EXERCISE - Leave out every picture, then transcribe the rest of the listing exactly.

SOURCE MATERIAL -
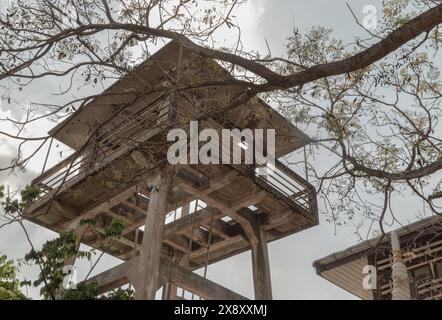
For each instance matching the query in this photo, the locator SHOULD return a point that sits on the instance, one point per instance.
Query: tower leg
(148, 275)
(261, 266)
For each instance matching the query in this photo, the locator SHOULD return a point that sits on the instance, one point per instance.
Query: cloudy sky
(293, 276)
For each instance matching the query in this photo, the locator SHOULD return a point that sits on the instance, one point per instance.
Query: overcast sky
(293, 276)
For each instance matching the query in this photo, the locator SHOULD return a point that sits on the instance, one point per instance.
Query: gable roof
(75, 130)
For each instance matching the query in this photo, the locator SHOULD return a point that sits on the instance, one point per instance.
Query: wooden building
(176, 218)
(421, 248)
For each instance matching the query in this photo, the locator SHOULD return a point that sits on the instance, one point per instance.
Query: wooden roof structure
(118, 139)
(344, 268)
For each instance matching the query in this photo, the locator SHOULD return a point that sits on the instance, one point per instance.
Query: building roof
(75, 130)
(344, 268)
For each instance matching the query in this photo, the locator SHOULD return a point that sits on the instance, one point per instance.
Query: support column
(260, 264)
(70, 262)
(169, 291)
(148, 275)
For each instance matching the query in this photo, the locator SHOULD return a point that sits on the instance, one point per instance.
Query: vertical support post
(401, 283)
(169, 291)
(260, 265)
(148, 276)
(78, 231)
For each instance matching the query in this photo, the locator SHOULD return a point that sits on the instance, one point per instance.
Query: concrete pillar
(169, 291)
(401, 282)
(260, 265)
(148, 274)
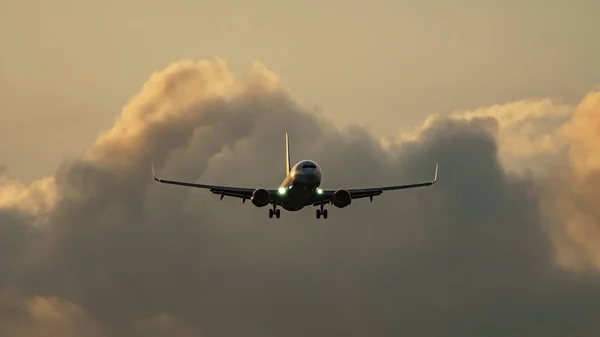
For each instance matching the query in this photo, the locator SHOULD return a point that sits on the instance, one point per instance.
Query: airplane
(300, 188)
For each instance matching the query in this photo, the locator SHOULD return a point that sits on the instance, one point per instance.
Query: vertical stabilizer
(288, 164)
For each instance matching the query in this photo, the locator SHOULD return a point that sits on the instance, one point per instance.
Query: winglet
(154, 174)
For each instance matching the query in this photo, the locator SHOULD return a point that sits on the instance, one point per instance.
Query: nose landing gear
(322, 212)
(274, 211)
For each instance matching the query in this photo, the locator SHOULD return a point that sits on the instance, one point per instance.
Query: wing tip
(154, 173)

YOUR SOLUTION -
For each instance matching the query in this photo, the locator SHOULD return a point that sits on the instance, one point per instance.
Query: tower leg
(148, 275)
(261, 266)
For each instance matching the query in this photo, the locator SHOULD return a point that sits on the instance, one point per instance.
Query: cloudy sky
(293, 276)
For each instance matching the query in this photo, the locator SHOULD return a point that sits on the instance, one point per instance.
Query: overcast sky
(293, 276)
For each instance matching the query in this photo, the locator SHOULD return a point that sits on the instance, one point per instance.
Query: gable roof
(75, 130)
For each instance matching the query in this photo, the locator SHOULD return a point that sits on the instance, one point per instance.
Query: wooden building
(176, 218)
(421, 248)
For each instance matching the query in this photo, the locator SHOULD return a point that sits on the instance, one point per instance.
Query: wooden roof structure
(118, 139)
(344, 268)
For each instance matching the query in this photo, the locator SHOULD return a point that sits on the instance, one point per instance.
Query: building roof
(75, 130)
(344, 268)
For each instance matching the query in this photo, the locator SHOULD return a point that sits on the instance, one point per instance.
Query: support column
(260, 264)
(70, 262)
(169, 291)
(148, 275)
For each instance matching the query in this photo, the locator SHOULD return a point that sits on the instance, one point per instance.
Query: vertical support post
(401, 283)
(169, 291)
(260, 265)
(148, 276)
(78, 231)
For each instance matching the query in this photo, the locator SHOULD return a point that sits on the instance, one point per instance.
Query: concrete pillar
(169, 291)
(401, 282)
(260, 265)
(148, 274)
For each instance matching the query in this photo, the locator SHOULD return a point that sits on the instance, one point per instance.
Query: airplane
(300, 188)
For each instance matching the query in this photo, the locator SHOULD return a point that sits on the instance, one point per instance.
Query: vertical stabilizer
(288, 164)
For each instance matching the query in this photo, the locator SHOULD return a point that sits on the instance, one point per instance.
Query: winglet
(154, 174)
For each instance matching the query in this photo, the locator SHOULD return a point that sits on the instance, one point per instance.
Query: nose landing gear
(322, 212)
(274, 211)
For each instance matching the query in this photo, the locator SHOULD return a point that sits on the instance, one point per instance.
Query: wing tip
(154, 173)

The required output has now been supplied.